------ PROVIDED RECORDS ------

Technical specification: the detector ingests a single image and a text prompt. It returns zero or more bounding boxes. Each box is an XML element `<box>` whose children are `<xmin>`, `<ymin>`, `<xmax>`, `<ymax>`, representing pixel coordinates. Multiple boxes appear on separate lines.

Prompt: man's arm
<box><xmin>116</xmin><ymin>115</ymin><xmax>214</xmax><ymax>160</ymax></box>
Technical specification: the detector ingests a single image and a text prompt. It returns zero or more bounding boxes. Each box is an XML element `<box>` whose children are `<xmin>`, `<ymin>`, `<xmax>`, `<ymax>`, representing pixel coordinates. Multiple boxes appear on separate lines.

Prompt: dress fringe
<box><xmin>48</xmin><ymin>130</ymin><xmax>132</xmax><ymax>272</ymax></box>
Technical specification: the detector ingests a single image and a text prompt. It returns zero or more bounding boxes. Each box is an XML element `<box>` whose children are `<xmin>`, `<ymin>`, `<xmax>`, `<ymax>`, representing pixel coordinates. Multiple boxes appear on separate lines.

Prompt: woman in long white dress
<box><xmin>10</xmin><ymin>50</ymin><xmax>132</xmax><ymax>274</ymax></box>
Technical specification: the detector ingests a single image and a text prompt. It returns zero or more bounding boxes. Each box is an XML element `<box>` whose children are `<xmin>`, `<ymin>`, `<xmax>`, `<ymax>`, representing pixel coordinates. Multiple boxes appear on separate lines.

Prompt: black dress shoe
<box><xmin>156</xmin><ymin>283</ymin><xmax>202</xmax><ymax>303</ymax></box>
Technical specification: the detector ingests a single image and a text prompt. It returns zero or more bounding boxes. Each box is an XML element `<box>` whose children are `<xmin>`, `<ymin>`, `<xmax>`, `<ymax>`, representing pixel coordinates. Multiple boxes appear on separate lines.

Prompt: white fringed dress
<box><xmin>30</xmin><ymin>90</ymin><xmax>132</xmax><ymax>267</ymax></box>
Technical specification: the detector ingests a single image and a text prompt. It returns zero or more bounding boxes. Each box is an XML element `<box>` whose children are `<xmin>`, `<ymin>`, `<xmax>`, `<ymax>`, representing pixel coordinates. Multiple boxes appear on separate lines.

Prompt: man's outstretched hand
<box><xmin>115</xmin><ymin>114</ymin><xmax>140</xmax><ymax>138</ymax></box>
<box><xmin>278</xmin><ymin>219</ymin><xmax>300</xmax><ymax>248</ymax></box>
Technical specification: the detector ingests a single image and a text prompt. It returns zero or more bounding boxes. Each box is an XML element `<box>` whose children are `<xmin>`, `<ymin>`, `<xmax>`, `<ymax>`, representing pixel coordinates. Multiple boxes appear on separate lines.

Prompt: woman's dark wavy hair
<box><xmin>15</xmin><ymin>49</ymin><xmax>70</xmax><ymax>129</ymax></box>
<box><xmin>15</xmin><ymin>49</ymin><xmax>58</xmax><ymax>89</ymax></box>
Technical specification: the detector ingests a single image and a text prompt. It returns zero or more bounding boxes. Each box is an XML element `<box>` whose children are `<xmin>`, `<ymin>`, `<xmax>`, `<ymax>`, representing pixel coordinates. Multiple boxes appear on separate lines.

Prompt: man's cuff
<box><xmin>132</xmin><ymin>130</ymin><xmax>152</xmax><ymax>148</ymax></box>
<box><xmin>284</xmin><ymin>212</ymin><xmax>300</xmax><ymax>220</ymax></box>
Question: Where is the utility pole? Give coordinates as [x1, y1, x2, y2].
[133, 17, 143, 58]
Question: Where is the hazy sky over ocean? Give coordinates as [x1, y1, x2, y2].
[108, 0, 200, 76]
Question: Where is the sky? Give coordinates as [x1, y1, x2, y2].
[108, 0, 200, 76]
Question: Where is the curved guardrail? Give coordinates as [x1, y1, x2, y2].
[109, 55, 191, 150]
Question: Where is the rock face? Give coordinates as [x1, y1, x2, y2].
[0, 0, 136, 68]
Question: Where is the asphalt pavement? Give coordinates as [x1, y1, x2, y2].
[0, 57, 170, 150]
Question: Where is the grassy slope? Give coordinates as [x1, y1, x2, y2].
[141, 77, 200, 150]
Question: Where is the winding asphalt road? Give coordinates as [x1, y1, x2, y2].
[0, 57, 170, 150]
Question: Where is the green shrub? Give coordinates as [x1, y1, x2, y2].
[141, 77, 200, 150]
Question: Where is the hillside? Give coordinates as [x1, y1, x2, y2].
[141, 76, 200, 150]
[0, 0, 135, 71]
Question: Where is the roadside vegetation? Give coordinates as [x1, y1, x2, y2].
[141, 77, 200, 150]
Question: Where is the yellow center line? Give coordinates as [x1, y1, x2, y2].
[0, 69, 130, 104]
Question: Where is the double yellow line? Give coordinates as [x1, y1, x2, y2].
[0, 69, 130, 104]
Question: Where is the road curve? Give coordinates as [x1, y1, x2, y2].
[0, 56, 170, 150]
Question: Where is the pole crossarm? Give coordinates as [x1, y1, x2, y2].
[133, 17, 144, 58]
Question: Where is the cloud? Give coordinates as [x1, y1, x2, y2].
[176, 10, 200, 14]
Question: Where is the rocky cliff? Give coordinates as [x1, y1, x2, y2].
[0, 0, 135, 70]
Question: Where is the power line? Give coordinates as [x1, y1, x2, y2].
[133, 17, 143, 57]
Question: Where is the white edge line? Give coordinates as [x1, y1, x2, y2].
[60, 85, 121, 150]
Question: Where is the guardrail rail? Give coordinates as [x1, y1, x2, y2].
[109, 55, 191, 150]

------

WHAT YOU HAVE TO DO:
Rename "Technical specification" to "Detector specification" throughout the items above, leaving everything else unchanged.

RESPONSE:
Detector specification: the detector ingests a single image and a text prompt. It returns zero or more bounding boxes. Each box is an XML element `<box>` whose children are `<xmin>`, `<ymin>`, `<xmax>`, `<ymax>`, representing pixel coordinates. Multiple boxes appear on separate lines.

Prompt: man's arm
<box><xmin>116</xmin><ymin>115</ymin><xmax>214</xmax><ymax>160</ymax></box>
Detector specification: the detector ingests a single image and a text prompt. It returns zero or more bounding boxes. Each box is an XML element `<box>` whose children are `<xmin>`, `<ymin>`, `<xmax>`, `<ymax>`, representing pixel coordinates. Multiple boxes appear on separate lines.

Prompt: dress fringe
<box><xmin>48</xmin><ymin>130</ymin><xmax>132</xmax><ymax>272</ymax></box>
Detector specification: the detector ingests a single image and a text prompt. It returns zero or more bounding boxes. Each box is an XML element `<box>` whose children are `<xmin>`, `<ymin>`, `<xmax>`, `<ymax>`, representing pixel coordinates. Multiple boxes appear on separate lines.

Prompt: woman in long white dress
<box><xmin>10</xmin><ymin>50</ymin><xmax>132</xmax><ymax>274</ymax></box>
Detector specification: the detector ingests a single image and a text prompt. It returns zero or more bounding boxes. Each box is an XML element `<box>` whose children are `<xmin>`, `<ymin>`, `<xmax>`, `<ymax>`, representing pixel coordinates. Multiple boxes appear on separate lines.

Prompt: black dress shoe
<box><xmin>156</xmin><ymin>283</ymin><xmax>202</xmax><ymax>303</ymax></box>
Detector specification: the detector ingests a single image and a text prompt. It returns zero or more bounding boxes. Each box is an XML element `<box>` whose children are `<xmin>`, `<ymin>`, `<xmax>`, `<ymax>`, representing pixel coordinates. Multiple boxes appear on separate lines.

Prompt: white fringed dress
<box><xmin>30</xmin><ymin>90</ymin><xmax>132</xmax><ymax>267</ymax></box>
Detector specification: the detector ingests a single image and a text prompt. It returns zero or more bounding boxes. Each box is an XML element `<box>` whose children are `<xmin>`, `<ymin>`, `<xmax>`, `<ymax>`, representing pixel coordinates. Multiple boxes appear on separate lines.

Prompt: man's outstretched hand
<box><xmin>115</xmin><ymin>114</ymin><xmax>140</xmax><ymax>138</ymax></box>
<box><xmin>278</xmin><ymin>219</ymin><xmax>300</xmax><ymax>248</ymax></box>
Detector specification: the detector ingests a single image and a text prompt. It returns zero or more bounding boxes. Each box is an XML element `<box>` whose children are `<xmin>`, `<ymin>`, `<xmax>`, `<ymax>`, representing pixel coordinates. Multiple boxes appear on separate lines.

Prompt: woman's dark wavy hair
<box><xmin>15</xmin><ymin>49</ymin><xmax>70</xmax><ymax>129</ymax></box>
<box><xmin>15</xmin><ymin>49</ymin><xmax>58</xmax><ymax>89</ymax></box>
Detector specification: the detector ingests a single image and a text prompt. It returns zero or more bounding boxes. Each box is an XML element `<box>` whose children are `<xmin>`, `<ymin>`, `<xmax>`, `<ymax>`, representing pixel coordinates. Multiple boxes appear on separate lines.

Prompt: man's cuff
<box><xmin>132</xmin><ymin>130</ymin><xmax>152</xmax><ymax>148</ymax></box>
<box><xmin>284</xmin><ymin>212</ymin><xmax>300</xmax><ymax>220</ymax></box>
Question: Where is the utility pole? Give coordinates as [x1, y1, x2, y2].
[133, 17, 143, 58]
Question: Where is the hazy sky over ocean? Give coordinates as [x1, y1, x2, y2].
[108, 0, 200, 76]
Question: Where is the sky? Give coordinates as [x1, y1, x2, y2].
[108, 0, 200, 76]
Question: Where is the curved guardrail? Give coordinates as [x1, y1, x2, y2].
[109, 55, 191, 150]
Question: Where is the rock face? Give coordinates as [x1, y1, x2, y2].
[0, 0, 136, 68]
Question: Where is the asphalt pavement? Give coordinates as [x1, y1, x2, y2].
[0, 57, 170, 150]
Question: Where is the grassy slope? Give coordinates as [x1, y1, x2, y2].
[141, 77, 200, 150]
Question: Where is the winding asphalt road? Give coordinates as [x1, y1, x2, y2].
[0, 57, 170, 150]
Question: Where is the green shrub? Give coordinates as [x1, y1, x2, y2].
[141, 77, 200, 150]
Question: Where is the hillside? Give coordinates as [x1, y1, x2, y2].
[141, 76, 200, 150]
[0, 0, 135, 71]
Question: Where is the roadside vegetation? Give coordinates as [x1, y1, x2, y2].
[141, 77, 200, 150]
Question: Where is the yellow center line? Give coordinates as [x1, y1, x2, y2].
[0, 69, 130, 104]
Question: Where is the double yellow line? Give coordinates as [x1, y1, x2, y2].
[0, 69, 130, 104]
Question: Where is the road curve? Give coordinates as [x1, y1, x2, y2].
[0, 56, 170, 150]
Question: Where is the pole crossarm? Give coordinates as [x1, y1, x2, y2].
[133, 17, 144, 58]
Question: Where is the cloud? Give coordinates as [x1, y1, x2, y2].
[176, 10, 200, 14]
Question: Where is the rocky cliff? Give coordinates as [x1, y1, x2, y2].
[0, 0, 135, 70]
Question: Where is the power line? Give coordinates as [x1, y1, x2, y2].
[133, 17, 143, 57]
Question: Where is the white edge line? Give coordinates as [x1, y1, x2, y2].
[60, 85, 121, 150]
Question: Where is the guardrail rail? Give coordinates as [x1, y1, x2, y2].
[109, 55, 191, 150]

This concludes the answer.